_Activity_: For the data below, report how many lines contain the string "microphone" and write nothing more.

_Exercise materials_:
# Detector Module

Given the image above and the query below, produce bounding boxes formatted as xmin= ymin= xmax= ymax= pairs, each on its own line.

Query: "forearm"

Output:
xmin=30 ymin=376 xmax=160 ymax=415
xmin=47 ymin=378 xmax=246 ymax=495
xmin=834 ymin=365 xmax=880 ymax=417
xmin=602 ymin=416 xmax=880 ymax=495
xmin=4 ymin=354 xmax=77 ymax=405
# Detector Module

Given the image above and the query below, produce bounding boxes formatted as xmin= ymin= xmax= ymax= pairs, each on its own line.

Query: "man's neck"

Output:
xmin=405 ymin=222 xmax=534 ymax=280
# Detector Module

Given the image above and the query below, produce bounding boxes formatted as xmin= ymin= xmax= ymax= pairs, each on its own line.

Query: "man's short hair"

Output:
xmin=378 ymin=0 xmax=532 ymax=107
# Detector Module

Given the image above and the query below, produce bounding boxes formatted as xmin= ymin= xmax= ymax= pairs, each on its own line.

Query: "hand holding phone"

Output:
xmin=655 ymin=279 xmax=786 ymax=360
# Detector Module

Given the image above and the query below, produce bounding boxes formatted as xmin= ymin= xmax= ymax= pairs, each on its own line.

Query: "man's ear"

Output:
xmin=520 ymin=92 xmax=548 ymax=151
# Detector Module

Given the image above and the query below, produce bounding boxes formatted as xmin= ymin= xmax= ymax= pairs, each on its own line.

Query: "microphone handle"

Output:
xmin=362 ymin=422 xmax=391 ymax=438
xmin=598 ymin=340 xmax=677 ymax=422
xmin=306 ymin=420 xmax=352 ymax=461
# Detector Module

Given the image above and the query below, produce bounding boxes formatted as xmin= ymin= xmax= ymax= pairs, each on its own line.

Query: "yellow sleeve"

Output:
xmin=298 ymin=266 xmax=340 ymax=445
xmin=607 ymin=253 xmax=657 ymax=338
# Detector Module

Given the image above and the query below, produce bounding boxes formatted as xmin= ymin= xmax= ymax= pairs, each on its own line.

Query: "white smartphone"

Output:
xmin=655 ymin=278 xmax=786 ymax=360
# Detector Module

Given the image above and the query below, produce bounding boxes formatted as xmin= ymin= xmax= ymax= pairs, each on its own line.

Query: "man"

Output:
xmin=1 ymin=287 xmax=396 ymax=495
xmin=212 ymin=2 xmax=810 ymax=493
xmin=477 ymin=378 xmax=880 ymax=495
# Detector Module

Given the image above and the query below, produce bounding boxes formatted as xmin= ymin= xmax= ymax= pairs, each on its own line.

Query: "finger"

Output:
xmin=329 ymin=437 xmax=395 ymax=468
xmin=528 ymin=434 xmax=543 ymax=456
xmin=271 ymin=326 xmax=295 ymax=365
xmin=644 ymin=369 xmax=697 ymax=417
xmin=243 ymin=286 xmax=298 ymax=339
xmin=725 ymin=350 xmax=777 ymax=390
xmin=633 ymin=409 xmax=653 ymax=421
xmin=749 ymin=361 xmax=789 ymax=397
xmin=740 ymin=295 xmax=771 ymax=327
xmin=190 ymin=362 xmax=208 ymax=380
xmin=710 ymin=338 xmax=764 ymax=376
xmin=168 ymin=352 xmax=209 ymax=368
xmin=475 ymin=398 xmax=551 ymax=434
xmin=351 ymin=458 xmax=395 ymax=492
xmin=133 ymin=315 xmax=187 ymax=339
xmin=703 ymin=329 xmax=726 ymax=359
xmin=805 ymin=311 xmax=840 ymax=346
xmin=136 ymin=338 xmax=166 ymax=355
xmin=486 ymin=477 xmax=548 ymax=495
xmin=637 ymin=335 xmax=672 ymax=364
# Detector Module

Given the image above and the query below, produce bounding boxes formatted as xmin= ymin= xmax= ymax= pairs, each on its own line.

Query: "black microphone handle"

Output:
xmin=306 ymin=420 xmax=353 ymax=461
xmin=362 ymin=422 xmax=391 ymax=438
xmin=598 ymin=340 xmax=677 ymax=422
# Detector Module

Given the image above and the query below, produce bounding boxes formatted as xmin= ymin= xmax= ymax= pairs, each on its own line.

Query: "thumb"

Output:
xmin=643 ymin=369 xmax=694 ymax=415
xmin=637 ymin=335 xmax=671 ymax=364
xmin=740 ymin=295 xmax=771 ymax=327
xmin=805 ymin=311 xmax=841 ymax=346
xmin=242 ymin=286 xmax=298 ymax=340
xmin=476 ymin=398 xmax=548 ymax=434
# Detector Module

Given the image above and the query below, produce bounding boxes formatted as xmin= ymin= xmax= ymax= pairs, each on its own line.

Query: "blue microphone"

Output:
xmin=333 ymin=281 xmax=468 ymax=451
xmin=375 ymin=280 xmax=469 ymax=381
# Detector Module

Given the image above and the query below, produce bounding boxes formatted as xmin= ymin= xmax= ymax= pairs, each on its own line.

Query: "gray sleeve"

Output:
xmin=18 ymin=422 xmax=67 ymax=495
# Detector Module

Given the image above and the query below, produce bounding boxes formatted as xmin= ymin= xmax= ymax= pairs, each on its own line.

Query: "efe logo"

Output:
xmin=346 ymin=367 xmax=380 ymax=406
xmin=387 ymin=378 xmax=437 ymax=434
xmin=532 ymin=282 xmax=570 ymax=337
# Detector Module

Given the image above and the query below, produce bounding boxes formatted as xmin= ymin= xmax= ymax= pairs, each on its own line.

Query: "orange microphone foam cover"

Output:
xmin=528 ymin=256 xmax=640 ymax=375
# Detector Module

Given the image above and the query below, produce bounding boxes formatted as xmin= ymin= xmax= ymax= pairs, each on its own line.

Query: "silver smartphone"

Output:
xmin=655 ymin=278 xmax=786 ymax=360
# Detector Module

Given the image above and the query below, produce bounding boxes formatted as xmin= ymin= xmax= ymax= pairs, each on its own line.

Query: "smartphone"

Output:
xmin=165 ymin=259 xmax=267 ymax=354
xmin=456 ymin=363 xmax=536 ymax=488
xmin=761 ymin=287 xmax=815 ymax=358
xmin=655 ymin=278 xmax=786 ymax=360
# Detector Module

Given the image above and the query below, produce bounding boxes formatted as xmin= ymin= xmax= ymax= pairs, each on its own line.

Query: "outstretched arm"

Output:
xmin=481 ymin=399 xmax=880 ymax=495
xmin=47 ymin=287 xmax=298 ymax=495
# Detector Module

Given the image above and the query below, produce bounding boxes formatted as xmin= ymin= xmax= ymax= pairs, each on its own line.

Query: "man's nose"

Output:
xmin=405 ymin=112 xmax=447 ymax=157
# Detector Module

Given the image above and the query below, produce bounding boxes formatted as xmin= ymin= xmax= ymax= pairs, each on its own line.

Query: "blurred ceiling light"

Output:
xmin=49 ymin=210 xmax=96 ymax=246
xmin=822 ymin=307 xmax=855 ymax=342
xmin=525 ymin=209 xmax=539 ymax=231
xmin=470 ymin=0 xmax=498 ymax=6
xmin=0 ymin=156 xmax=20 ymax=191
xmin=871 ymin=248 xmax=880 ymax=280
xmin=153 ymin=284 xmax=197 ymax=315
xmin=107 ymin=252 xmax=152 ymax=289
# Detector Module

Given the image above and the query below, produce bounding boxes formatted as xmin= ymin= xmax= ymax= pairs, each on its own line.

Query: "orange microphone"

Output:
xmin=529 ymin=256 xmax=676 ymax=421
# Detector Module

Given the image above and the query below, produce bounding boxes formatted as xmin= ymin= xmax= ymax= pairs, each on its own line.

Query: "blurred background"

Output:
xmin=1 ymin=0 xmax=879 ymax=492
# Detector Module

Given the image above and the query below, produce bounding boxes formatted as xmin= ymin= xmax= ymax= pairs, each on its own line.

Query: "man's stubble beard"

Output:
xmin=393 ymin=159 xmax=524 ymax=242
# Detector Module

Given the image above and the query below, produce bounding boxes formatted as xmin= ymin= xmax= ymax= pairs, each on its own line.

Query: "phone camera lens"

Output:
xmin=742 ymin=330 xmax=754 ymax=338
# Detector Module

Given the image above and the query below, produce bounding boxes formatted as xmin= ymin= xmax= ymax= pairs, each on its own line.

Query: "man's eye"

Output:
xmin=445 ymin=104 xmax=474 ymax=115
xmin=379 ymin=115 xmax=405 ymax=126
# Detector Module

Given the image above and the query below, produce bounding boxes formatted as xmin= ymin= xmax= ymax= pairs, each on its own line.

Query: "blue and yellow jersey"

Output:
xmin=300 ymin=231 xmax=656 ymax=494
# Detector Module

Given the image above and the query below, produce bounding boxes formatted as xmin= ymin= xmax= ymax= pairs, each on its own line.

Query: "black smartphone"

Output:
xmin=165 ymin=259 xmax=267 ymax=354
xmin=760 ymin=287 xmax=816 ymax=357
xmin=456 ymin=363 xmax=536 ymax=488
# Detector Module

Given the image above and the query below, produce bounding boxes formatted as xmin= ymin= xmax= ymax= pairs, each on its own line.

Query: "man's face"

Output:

_Task solution_: 5